RECORDS FOR THE EXERCISE:
====

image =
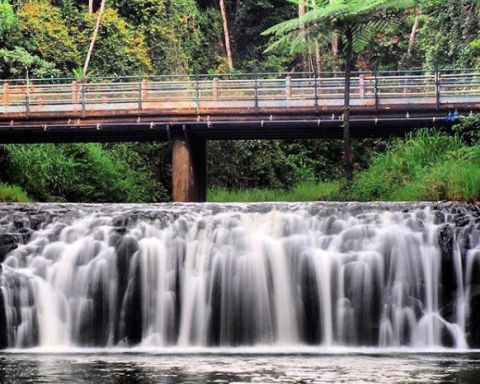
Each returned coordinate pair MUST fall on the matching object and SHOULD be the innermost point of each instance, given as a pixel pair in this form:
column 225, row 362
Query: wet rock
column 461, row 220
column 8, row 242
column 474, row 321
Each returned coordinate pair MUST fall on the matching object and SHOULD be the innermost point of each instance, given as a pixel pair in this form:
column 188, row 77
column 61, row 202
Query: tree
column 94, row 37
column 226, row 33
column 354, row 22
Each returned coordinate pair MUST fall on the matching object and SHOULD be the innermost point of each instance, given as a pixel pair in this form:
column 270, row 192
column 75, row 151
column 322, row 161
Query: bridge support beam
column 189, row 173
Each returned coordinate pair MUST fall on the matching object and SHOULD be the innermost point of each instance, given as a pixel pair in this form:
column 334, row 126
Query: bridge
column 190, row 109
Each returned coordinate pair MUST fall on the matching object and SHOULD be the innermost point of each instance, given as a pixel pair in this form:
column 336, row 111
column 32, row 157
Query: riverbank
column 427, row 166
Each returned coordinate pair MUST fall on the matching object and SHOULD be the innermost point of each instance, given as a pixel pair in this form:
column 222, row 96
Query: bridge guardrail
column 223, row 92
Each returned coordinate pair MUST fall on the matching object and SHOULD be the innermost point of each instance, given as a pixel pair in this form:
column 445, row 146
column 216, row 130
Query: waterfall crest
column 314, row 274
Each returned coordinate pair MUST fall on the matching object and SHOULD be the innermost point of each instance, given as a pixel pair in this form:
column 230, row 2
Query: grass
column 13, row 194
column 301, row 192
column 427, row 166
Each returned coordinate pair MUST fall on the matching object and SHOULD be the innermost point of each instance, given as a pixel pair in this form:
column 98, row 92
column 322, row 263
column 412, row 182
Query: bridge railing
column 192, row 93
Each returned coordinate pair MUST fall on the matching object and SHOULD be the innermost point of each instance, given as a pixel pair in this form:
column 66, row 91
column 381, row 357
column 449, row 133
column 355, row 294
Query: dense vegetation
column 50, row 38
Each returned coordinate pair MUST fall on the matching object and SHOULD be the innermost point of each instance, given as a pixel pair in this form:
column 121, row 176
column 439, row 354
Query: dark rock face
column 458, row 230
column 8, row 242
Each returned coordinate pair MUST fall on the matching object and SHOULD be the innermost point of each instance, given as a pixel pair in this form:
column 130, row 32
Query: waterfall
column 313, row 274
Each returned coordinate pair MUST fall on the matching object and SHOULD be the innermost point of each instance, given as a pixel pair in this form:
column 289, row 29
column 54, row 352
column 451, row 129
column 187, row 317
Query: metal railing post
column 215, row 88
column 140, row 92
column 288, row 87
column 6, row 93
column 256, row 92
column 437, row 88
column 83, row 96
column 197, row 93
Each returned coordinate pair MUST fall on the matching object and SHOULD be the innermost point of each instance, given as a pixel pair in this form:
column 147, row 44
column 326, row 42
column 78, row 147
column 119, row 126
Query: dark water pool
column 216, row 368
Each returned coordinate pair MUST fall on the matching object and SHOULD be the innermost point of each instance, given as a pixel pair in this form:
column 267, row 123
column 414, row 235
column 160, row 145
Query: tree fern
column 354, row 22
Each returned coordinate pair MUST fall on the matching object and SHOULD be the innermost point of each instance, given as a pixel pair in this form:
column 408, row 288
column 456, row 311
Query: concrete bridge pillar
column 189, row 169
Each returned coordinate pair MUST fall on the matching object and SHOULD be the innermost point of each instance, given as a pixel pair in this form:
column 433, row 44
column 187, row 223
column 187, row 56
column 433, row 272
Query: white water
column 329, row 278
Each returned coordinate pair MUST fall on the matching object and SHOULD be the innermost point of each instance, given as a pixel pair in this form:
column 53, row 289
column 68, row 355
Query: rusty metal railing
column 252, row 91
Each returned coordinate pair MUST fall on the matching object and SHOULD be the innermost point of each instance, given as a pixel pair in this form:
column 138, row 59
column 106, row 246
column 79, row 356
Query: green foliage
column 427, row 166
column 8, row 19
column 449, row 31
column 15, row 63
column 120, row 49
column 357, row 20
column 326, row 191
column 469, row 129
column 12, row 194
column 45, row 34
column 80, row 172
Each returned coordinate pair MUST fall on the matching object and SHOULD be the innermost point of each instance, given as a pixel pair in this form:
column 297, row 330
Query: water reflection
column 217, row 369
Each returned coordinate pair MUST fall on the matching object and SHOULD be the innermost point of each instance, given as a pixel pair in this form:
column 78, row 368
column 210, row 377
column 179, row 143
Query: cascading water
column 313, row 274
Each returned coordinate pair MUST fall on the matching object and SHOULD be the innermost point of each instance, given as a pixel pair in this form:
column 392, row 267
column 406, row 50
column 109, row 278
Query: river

====

Reproduce all of the data exactly; the pictures do not belong in the copy.

EXERCISE ANSWER:
image =
Each returned coordinate pair MUST fall on the matching object and SHOULD be the innermost point of each instance, given as a pixel pair in this form:
column 225, row 362
Query: wet rock
column 461, row 220
column 8, row 242
column 474, row 321
Each returned coordinate pair MUST fall on the matching object and SHOULD be the innermost point of each instance, given as a pixel pair in this form:
column 188, row 77
column 61, row 202
Query: tree
column 94, row 37
column 226, row 33
column 354, row 22
Each returned coordinate pair MUST fall on the matching object and SHOULD be the innermost point of each instance, given as a pixel pair in this form:
column 270, row 192
column 75, row 151
column 322, row 161
Query: bridge support beam
column 189, row 173
Each returned coordinate pair MUST fall on the matching object and SHOULD be the innermost point of each instance, given as a pixel pair in this form:
column 334, row 126
Query: bridge
column 190, row 109
Each returned coordinate pair MUST fall on the matching object and SHOULD be the innermost point of each instance, given as a pixel pair in this form:
column 336, row 111
column 32, row 157
Query: riverbank
column 427, row 166
Each returned coordinate pair MUST fall on the matching object and SHOULD be the innermost point of each instance, given as a pixel pair in this form:
column 222, row 96
Query: bridge guardrail
column 223, row 92
Each returned coordinate pair MUST fall on the matching object and SHOULD be the innermost point of each instance, given as a pixel pair in this form:
column 445, row 146
column 216, row 130
Query: waterfall crest
column 314, row 274
Each returned coordinate pair MUST fall on the matching object and SHOULD be the innermost point of each instance, given as a pixel pair in this form:
column 230, row 2
Query: grass
column 13, row 194
column 301, row 192
column 427, row 166
Each returned coordinate pair MUST fall on the matching object and SHOULD be the innermost point of each instance, given as a pixel pair in this form:
column 98, row 92
column 322, row 263
column 412, row 182
Query: bridge railing
column 192, row 93
Each returned coordinate pair MUST fall on the matching object and SHOULD be the innermost point of each instance, given as a pixel pair in this form:
column 66, row 91
column 381, row 357
column 449, row 133
column 355, row 294
Query: dense vegetation
column 50, row 38
Each returned coordinate pair MUST fall on the matching object and SHOULD be the innermost point of each instance, given as a pixel pair in this form:
column 121, row 176
column 439, row 354
Query: dark rock face
column 458, row 230
column 8, row 242
Each returned coordinate pair MUST fall on the matching object and SHOULD be the innermost point of each instance, given as a pixel pair in this form:
column 130, row 32
Query: waterfall
column 313, row 274
Each returned coordinate pair MUST fall on the matching object and SHOULD be the innermost point of each instance, given as a pixel pair in this form:
column 289, row 29
column 54, row 352
column 451, row 129
column 187, row 317
Query: metal railing post
column 215, row 88
column 140, row 92
column 288, row 87
column 6, row 93
column 256, row 92
column 437, row 88
column 83, row 96
column 197, row 93
Each returned coordinate pair MUST fall on the matching object and SHOULD be the innermost point of each instance, given as a pixel pair in this form:
column 147, row 44
column 326, row 42
column 78, row 147
column 119, row 126
Query: dark water pool
column 216, row 368
Each returned coordinate pair MUST fall on the matching object and SHOULD be the innermost point of each instance, given as a pixel pair in this form:
column 267, row 123
column 414, row 235
column 160, row 145
Query: tree fern
column 354, row 22
Each returned coordinate pair MUST fall on the matching object and SHOULD be the innermost point of each instance, given as a pixel pair in this form:
column 408, row 288
column 456, row 311
Query: concrete bridge pillar
column 189, row 169
Each returned coordinate pair MUST fall on the matching object and SHOULD be the innermost point of each instance, given as a pixel pair in this form:
column 433, row 44
column 187, row 223
column 187, row 56
column 433, row 272
Query: white water
column 329, row 278
Each returned coordinate pair MUST fall on the matching object and SHOULD be the innermost point of each instance, given as a pixel pair in this form:
column 53, row 289
column 68, row 355
Query: rusty metal railing
column 252, row 91
Each returned coordinate pair MUST fall on the matching object and SHOULD be the innermost point of each instance, given as a pixel pair in this form:
column 138, row 59
column 106, row 246
column 79, row 356
Query: green foliage
column 427, row 166
column 8, row 19
column 449, row 31
column 15, row 63
column 120, row 49
column 357, row 20
column 326, row 191
column 469, row 129
column 12, row 194
column 45, row 34
column 80, row 172
Each returned coordinate pair MUST fall on the matching object and SHOULD be the innermost point of each instance, given as a pixel pair in this form:
column 297, row 330
Query: water reflection
column 217, row 369
Each returned coordinate pair MUST fall on the matching object and SHOULD be the innermost point of each instance, given as a pixel pair in this form:
column 78, row 368
column 210, row 377
column 179, row 143
Query: cascading water
column 313, row 274
Each returned coordinate pair MUST fall on the matching object and SHOULD be the innermost point of each instance, given as a pixel pair in this form:
column 392, row 267
column 406, row 50
column 109, row 278
Query: river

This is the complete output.